WHAT YOU SHOULD DO:
Retype the records word for word, starting at the line that contains "point: skin |" and continuing through the last line of the records. Omit the pictures from your answer.

# START OF RECORDS

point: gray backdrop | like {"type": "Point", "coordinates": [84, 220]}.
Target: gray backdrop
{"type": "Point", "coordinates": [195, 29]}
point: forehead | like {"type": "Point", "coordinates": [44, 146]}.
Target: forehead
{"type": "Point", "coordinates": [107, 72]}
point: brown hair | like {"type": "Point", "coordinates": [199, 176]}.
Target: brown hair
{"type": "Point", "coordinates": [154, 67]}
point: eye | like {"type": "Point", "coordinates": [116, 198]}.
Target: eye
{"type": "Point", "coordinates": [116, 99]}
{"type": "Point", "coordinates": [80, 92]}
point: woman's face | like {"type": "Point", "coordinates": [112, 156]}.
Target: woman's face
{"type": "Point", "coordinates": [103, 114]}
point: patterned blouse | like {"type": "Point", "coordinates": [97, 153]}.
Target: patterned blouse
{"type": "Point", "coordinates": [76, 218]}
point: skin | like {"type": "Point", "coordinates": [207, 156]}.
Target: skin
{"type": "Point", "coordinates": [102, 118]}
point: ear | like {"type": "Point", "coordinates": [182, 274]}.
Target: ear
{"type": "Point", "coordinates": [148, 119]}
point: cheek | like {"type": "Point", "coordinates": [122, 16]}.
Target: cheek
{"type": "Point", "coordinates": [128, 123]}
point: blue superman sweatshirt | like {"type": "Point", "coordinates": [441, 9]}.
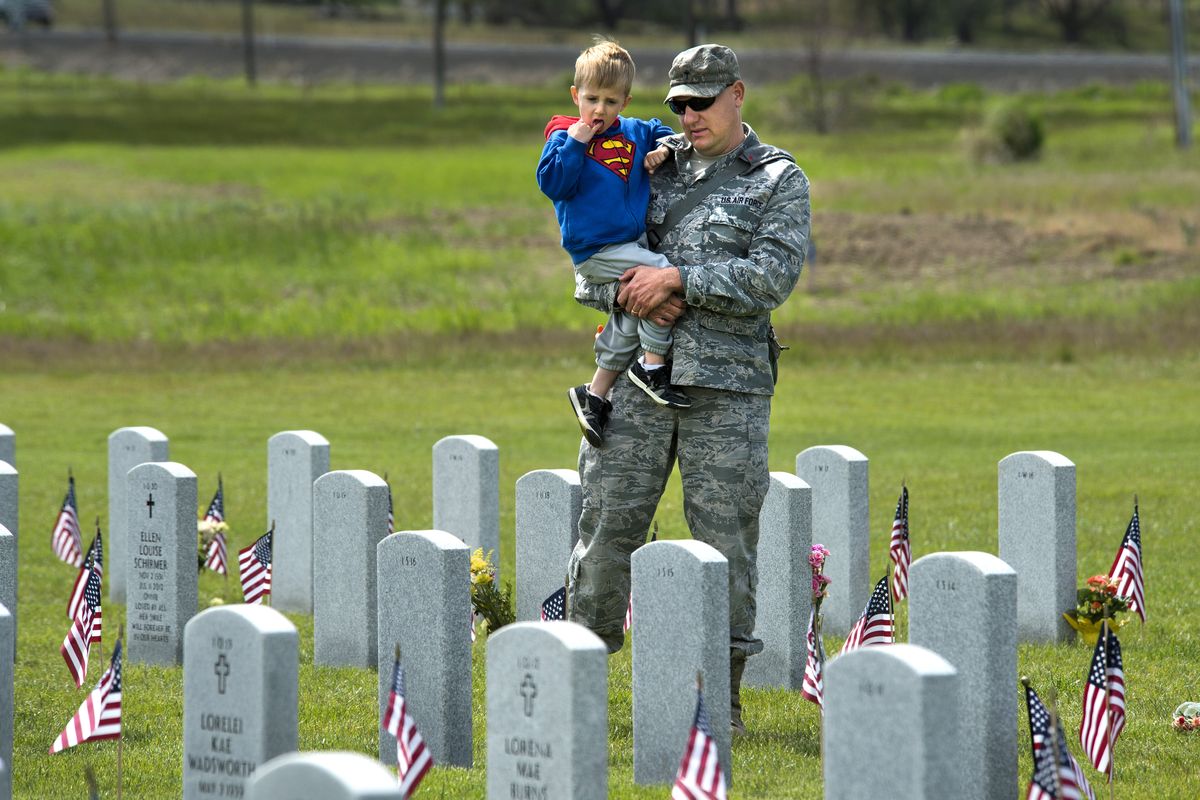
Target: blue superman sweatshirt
{"type": "Point", "coordinates": [600, 188]}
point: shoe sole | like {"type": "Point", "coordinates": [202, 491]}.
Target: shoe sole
{"type": "Point", "coordinates": [649, 392]}
{"type": "Point", "coordinates": [589, 433]}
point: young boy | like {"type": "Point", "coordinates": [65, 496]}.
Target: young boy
{"type": "Point", "coordinates": [595, 168]}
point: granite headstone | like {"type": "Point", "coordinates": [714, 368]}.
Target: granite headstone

# END OF RECORDS

ANSWER IN FULL:
point: skin | like {"type": "Point", "coordinates": [207, 156]}.
Target: skin
{"type": "Point", "coordinates": [102, 118]}
point: ear | like {"type": "Point", "coordinates": [182, 274]}.
Target: ear
{"type": "Point", "coordinates": [148, 119]}
point: cheek | like {"type": "Point", "coordinates": [122, 16]}.
Target: cheek
{"type": "Point", "coordinates": [128, 123]}
point: blue superman sweatshirt | like {"type": "Point", "coordinates": [441, 9]}.
Target: blue superman sweatshirt
{"type": "Point", "coordinates": [600, 188]}
point: shoe sole | like {"type": "Point", "coordinates": [202, 491]}.
Target: shoe sole
{"type": "Point", "coordinates": [649, 392]}
{"type": "Point", "coordinates": [589, 433]}
point: young boy | like {"type": "Point", "coordinates": [65, 496]}.
Target: young boy
{"type": "Point", "coordinates": [595, 168]}
point: granite headstone | like {"type": "Point", "coordinates": [714, 368]}.
Target: granite headstone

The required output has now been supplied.